EXERCISE AIM:
The expected answer is the data below, printed verbatim without its pictures.
BEGIN DATASET
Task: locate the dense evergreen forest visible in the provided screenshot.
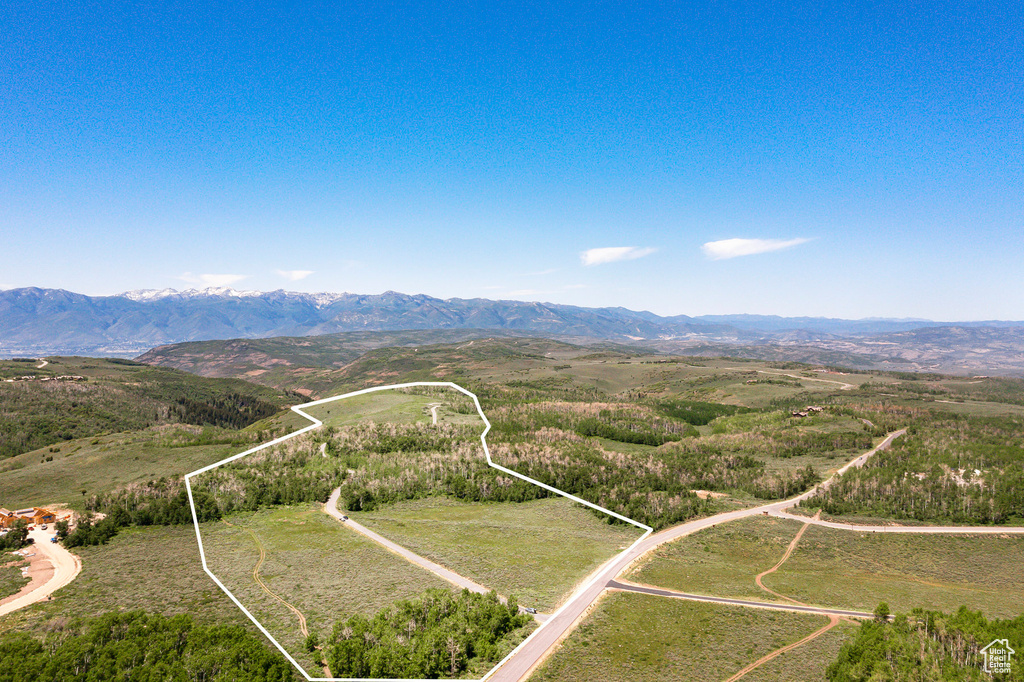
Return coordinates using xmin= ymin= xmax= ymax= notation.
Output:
xmin=0 ymin=611 xmax=295 ymax=682
xmin=326 ymin=588 xmax=531 ymax=678
xmin=805 ymin=414 xmax=1024 ymax=524
xmin=828 ymin=607 xmax=1024 ymax=681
END DATASET
TASK OUTPUT:
Task: locate the dense evergreen forest visible in the provided screenshot.
Return coordinates using xmin= ymin= xmax= ymax= notation.
Output:
xmin=0 ymin=611 xmax=295 ymax=682
xmin=326 ymin=588 xmax=531 ymax=678
xmin=805 ymin=414 xmax=1024 ymax=524
xmin=828 ymin=607 xmax=1024 ymax=681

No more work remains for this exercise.